* _WRITTEN REQUEST_: Please output every entry below as a two-column CSV with the header columns "entry_text" and "answer". Give one row per entry, with each field in double quotes and any line breaks inside it replaced by spaces.

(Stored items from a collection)
## Start

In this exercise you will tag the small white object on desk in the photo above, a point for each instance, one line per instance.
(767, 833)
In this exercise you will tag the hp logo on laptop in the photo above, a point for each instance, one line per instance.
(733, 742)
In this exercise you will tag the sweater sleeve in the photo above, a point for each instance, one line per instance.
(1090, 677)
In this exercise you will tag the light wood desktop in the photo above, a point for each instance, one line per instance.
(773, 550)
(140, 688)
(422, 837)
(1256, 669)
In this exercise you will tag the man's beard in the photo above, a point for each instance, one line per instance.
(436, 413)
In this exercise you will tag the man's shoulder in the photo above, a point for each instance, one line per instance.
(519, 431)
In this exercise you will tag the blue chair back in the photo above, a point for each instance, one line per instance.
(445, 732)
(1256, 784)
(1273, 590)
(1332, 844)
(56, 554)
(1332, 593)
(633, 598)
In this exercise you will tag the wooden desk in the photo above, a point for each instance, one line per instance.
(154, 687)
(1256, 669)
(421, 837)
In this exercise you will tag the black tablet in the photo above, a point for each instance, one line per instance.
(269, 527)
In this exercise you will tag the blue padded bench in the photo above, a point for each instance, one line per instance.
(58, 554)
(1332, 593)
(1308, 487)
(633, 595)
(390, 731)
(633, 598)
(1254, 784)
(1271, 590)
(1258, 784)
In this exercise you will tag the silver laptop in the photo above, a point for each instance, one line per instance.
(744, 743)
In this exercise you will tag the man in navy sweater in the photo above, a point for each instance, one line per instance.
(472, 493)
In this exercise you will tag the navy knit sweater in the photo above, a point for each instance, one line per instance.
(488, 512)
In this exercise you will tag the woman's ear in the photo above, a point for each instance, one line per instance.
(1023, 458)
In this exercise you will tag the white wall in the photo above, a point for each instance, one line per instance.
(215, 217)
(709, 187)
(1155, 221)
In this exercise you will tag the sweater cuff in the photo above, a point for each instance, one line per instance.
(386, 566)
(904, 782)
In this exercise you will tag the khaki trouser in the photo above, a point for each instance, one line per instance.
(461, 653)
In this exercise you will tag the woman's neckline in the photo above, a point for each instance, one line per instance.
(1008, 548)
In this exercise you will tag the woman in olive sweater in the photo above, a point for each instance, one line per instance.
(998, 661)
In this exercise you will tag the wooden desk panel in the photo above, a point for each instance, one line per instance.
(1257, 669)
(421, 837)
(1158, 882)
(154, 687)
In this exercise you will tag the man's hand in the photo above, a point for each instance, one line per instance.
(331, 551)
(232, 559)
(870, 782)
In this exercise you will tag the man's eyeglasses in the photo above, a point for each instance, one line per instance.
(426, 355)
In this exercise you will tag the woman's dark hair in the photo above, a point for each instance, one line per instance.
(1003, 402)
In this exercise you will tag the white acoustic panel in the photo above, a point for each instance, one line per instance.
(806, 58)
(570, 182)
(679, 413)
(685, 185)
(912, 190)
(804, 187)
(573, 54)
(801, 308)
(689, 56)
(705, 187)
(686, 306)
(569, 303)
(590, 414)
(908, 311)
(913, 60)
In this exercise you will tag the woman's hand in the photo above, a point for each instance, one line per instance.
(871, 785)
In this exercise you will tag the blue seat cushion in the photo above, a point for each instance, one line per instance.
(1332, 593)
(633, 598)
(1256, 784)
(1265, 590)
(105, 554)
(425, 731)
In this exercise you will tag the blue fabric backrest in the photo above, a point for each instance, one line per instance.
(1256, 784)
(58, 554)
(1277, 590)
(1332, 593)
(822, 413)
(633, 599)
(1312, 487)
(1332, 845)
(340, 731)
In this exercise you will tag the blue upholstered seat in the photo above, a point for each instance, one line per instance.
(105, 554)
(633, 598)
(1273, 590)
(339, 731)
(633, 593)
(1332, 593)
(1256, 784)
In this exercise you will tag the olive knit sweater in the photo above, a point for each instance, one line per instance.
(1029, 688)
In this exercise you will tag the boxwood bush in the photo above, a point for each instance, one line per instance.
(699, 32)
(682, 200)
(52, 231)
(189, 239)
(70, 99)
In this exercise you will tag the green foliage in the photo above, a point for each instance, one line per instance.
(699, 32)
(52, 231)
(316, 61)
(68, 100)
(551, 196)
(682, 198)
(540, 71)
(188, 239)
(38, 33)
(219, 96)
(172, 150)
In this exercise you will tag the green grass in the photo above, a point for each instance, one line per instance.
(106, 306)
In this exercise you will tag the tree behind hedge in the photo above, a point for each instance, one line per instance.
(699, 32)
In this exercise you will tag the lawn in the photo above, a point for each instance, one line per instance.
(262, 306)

## End

* _FINAL ANSWER_:
entry_text,answer
"In this exercise you will tag the small white object on desk in the photo above, a point for each instance, one line per instance.","(767, 833)"
"In this exercise you will tag the hp logo on laptop in the photo above, a point for each instance, one line per instance.","(733, 742)"
"In this exercise you will tag the sweater sleeve in the photo above, a point for each instance, one line per instance.","(1090, 677)"
"In this exercise you will tag the light wood desktop in the photo above, a point for each instance, one line per instance.","(773, 550) (140, 688) (422, 837) (1256, 669)"
"In this exercise you will tag the man's beard in the photo above, a point for each instance, one line per instance.","(436, 413)"
"In this exercise you will tag the man's shoulder in the photo above, a point for each instance, one line per instance.","(519, 431)"
"In this exercise you will tag the blue chair back in the photo above, a point for each instance, one line per instance.","(445, 732) (1256, 784) (1273, 590) (1332, 844) (56, 554) (1332, 593) (633, 598)"
"In this exercise you will tag the wooden desk in the photo above, a point for each instance, one line per instance.","(154, 687) (1256, 669) (421, 837)"
"In this exercise you will tag the black tablet in the photo above, a point for each instance, one line per instance.","(269, 527)"
"In this exercise you will tag the blue padded bench in the photo above, a point for each instance, one line per instance.","(58, 554) (1332, 593) (1308, 487) (633, 595) (390, 731) (633, 598) (1254, 784) (1271, 590) (1258, 784)"
"In this exercise you will tag the silver laptop in the photo above, a point for each instance, one line per instance.","(744, 743)"
"In this exercise you will tag the man in navy sweater in the photo above, a point for each instance, one line per instance.","(472, 493)"
"In this exercise you will tag the navy knit sweater in the photo above, a point for each instance, one line per instance.","(488, 512)"
"In this exercise you will tag the woman's ear in the photo above, a point for each instance, one line per instance.","(1023, 458)"
"In this exercise you will tag the white wall in the photo above, a point for each instance, one line per instance.","(215, 217) (709, 187) (1155, 221)"
"In this exercise you will tag the sweater cuff in the photo above, a point for each instance, one line per instance.","(386, 566) (904, 782)"
"In this exercise you will tag the khaki trouser in the photo above, a point for each instance, one line per instance.","(461, 653)"
"In this exercise you will tag the woman's neckline in the photo above, a point for each instance, one line per instance.","(1008, 548)"
"In this exercise you will tag the woman in olive sweater in the photo above, a point for each instance, one line per instance.","(998, 661)"
"In this exercise you will tag the wooden desk panel in the photo above, a point for each instance, one line per instance.","(1257, 669) (421, 837) (1158, 882) (154, 687)"
"In this exercise you will tag the man's hand in the photo above, a point for each instance, one line per instance.","(331, 551) (232, 559) (870, 782)"
"In this exercise you will tag the man's eyeglasses in the photo above, a point for each instance, one line per instance.","(426, 355)"
"In this exercise you will tag the woman's dark hair in the photo above, a point for each instance, one line per instance.","(1003, 402)"
"In this exercise you will tag the white acoustic panel in the photo above, a point for each instance, one line per instance.","(806, 58) (570, 182) (679, 413) (685, 185) (912, 190) (804, 187) (573, 54) (801, 308) (689, 56) (705, 187) (686, 306) (569, 303) (590, 414) (908, 311) (913, 60)"
"In this exercise you will tag the woman's hand in the photo above, a point for each instance, one line per instance.","(871, 785)"
"In this exercise you will tag the blue seat cushion in the photo above, a point for each instance, one line per instance.","(1332, 593) (633, 598) (1256, 784) (1265, 590) (105, 554) (425, 731)"
"In this exercise you will tag the blue fabric backrest in the photo above, a point for each instance, one line per instance.","(1256, 784) (58, 554) (1277, 590) (1332, 593) (822, 413) (633, 599) (1312, 487) (1332, 845) (340, 731)"
"In this exercise you will tag the blue upholstered seat in the photo above, a point for each instance, one line per instance.","(105, 554) (633, 598) (1273, 590) (339, 731) (633, 593) (1332, 593) (1256, 784)"
"In this exercise you will tag the olive knit sweater in the photo above, a point for each instance, one line per instance.","(1029, 688)"
"In this exercise you will tag the boxwood bush in the photo above, a point for each instance, one line per instance.","(699, 32) (682, 200) (52, 231) (189, 239) (70, 99)"
"In this exercise you will tag the green foliage in the photo above, a point for each instance, one line per instance.","(699, 32) (52, 231) (316, 61) (68, 100) (551, 196) (682, 198) (540, 71) (188, 239) (38, 33) (219, 96) (172, 150)"
"In this exercise you will tag the green grass in the photo above, a point for each instance, one line per instance.","(106, 306)"
"In this exercise you will tag the tree behind hedge in the photo above, a point for each instance, one line per instance.","(699, 32)"
"In this exercise you will tag the lawn in the photo above, a point for each instance, one line per instance.","(262, 306)"